Information provided:
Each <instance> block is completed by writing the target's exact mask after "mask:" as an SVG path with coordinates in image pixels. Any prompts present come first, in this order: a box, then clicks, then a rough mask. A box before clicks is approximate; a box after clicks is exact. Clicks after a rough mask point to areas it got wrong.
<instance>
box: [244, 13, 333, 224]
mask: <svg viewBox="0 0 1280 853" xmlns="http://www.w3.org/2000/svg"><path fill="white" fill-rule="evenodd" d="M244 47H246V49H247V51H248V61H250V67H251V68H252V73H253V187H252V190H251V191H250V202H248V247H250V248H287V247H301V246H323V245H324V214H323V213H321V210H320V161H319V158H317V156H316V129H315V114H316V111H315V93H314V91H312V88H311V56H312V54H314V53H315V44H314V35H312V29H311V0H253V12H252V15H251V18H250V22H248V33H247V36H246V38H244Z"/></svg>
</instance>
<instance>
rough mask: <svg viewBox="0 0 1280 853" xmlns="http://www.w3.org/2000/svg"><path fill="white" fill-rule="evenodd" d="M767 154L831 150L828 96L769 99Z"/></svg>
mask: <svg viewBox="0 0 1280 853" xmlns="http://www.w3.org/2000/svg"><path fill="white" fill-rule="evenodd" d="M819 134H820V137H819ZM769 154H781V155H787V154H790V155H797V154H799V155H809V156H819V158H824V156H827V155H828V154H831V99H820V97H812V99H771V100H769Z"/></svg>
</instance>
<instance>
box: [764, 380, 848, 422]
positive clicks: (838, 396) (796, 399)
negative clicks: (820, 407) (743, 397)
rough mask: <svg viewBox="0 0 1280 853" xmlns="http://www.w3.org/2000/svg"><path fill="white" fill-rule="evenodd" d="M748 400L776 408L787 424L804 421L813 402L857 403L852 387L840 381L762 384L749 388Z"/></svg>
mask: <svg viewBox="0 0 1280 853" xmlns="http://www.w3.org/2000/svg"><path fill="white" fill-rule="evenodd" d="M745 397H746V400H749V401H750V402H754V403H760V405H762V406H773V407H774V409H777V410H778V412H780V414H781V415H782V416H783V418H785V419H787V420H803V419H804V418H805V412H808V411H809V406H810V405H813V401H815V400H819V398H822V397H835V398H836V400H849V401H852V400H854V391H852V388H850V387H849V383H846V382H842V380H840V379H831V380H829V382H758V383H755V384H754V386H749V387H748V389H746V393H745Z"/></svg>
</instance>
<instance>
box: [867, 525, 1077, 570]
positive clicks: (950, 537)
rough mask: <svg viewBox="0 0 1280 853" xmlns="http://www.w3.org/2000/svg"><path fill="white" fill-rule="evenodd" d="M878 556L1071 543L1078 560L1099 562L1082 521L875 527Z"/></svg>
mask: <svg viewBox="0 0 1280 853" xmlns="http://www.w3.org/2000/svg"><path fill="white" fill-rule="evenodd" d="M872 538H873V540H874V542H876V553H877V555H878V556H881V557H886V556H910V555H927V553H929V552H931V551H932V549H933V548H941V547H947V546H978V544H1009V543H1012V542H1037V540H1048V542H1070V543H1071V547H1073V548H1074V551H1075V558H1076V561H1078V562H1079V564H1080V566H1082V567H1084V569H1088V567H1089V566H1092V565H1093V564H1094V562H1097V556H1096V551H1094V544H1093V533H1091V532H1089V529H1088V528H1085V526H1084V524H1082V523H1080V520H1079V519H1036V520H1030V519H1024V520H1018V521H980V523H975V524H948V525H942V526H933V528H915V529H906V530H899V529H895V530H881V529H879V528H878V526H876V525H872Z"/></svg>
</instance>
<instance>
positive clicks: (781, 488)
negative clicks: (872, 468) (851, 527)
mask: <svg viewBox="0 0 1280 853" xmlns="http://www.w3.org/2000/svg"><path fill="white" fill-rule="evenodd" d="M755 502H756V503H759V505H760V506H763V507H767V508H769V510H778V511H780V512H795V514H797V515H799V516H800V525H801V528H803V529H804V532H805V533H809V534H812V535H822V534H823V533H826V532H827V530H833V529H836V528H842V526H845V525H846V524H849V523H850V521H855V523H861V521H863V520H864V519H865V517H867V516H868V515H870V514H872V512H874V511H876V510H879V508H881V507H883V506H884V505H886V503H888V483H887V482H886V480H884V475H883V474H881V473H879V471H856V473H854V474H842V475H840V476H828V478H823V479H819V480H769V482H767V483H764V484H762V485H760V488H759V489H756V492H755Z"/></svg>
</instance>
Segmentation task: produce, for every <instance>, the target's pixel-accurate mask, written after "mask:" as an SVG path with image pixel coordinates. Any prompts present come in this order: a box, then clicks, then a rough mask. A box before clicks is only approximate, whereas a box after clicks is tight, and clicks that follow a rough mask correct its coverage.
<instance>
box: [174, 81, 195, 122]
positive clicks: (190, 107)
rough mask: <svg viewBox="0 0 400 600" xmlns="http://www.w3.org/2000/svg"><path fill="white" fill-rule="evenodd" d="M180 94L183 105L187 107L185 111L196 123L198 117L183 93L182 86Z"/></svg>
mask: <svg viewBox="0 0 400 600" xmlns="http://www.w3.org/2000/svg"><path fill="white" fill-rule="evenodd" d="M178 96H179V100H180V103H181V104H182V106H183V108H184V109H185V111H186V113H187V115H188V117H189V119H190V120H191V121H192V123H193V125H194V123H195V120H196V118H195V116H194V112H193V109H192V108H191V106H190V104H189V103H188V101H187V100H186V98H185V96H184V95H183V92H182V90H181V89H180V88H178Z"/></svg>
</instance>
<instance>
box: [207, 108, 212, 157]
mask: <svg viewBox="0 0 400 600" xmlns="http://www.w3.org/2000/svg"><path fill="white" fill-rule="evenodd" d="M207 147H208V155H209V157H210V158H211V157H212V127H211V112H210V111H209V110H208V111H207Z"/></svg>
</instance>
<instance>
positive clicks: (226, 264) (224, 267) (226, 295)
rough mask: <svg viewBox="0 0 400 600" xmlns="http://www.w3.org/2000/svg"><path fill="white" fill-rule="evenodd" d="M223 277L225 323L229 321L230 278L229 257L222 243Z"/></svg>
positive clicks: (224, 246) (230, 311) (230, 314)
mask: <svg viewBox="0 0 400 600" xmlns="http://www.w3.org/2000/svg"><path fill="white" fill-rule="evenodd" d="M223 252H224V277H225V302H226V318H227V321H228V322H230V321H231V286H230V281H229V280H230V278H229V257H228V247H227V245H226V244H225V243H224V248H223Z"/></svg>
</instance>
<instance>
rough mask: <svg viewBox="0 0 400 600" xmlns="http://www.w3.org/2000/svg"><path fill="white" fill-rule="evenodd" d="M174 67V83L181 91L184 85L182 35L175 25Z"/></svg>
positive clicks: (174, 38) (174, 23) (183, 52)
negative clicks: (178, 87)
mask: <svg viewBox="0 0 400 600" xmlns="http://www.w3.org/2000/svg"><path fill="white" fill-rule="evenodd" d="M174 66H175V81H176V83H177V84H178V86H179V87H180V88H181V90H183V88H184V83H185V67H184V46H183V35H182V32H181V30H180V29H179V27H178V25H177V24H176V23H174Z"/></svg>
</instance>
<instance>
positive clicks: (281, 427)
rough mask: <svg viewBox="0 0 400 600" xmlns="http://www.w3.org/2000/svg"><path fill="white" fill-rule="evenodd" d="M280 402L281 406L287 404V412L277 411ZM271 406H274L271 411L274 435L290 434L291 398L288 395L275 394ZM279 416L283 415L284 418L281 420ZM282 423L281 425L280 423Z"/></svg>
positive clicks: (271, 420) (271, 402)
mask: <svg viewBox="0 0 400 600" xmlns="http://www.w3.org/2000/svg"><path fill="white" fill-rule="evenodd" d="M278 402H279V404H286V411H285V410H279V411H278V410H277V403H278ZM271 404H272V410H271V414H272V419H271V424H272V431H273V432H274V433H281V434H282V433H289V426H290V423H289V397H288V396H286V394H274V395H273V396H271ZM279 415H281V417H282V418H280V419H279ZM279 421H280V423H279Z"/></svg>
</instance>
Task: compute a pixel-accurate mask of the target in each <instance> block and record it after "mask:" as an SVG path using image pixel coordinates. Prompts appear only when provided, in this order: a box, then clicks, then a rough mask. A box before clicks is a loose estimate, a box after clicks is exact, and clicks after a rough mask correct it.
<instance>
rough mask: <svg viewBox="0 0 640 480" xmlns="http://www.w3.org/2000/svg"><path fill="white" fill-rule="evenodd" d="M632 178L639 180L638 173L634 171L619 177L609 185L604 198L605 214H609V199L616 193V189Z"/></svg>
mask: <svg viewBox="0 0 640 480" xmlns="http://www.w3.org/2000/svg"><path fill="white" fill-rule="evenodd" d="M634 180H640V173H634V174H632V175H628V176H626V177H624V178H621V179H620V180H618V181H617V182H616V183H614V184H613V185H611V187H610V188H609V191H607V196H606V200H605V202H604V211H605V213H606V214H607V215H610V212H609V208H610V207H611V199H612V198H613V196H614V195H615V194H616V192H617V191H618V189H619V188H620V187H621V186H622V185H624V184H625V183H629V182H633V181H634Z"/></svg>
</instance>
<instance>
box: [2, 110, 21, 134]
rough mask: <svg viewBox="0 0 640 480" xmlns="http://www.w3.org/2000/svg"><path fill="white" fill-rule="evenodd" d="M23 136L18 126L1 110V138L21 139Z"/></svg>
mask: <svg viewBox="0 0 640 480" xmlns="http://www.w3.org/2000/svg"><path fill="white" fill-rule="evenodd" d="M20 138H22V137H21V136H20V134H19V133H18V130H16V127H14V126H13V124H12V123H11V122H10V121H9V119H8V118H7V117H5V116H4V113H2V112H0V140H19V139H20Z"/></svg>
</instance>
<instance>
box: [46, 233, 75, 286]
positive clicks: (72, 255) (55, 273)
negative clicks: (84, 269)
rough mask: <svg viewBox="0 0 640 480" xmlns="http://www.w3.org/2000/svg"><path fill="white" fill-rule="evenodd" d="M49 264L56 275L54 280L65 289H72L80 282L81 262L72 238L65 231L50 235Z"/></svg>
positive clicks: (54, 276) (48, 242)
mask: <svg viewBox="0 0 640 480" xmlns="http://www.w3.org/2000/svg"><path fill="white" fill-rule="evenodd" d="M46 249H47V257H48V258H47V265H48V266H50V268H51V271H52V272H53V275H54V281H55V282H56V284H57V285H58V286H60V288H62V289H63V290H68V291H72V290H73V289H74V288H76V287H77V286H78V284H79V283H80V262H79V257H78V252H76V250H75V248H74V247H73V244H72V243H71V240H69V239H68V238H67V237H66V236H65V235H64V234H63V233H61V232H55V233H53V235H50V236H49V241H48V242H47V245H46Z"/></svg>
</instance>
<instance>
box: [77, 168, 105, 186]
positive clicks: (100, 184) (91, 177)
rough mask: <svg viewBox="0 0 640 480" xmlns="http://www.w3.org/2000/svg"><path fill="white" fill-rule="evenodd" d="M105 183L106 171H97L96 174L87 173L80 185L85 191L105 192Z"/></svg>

Work required: Pull out every line of the entries above that contains the string "positive". Case counts.

Your solution:
positive clicks: (838, 396) (796, 399)
positive clicks: (950, 537)
positive clicks: (781, 488)
positive clicks: (190, 107)
positive clicks: (226, 264) (224, 267) (226, 295)
positive clicks: (224, 246) (230, 311) (230, 314)
positive clicks: (174, 38) (174, 23) (183, 52)
positive clicks: (281, 427)
positive clicks: (271, 420) (271, 402)
positive clicks: (72, 255) (55, 273)
positive clicks: (54, 276) (48, 242)
positive clicks: (100, 184) (91, 177)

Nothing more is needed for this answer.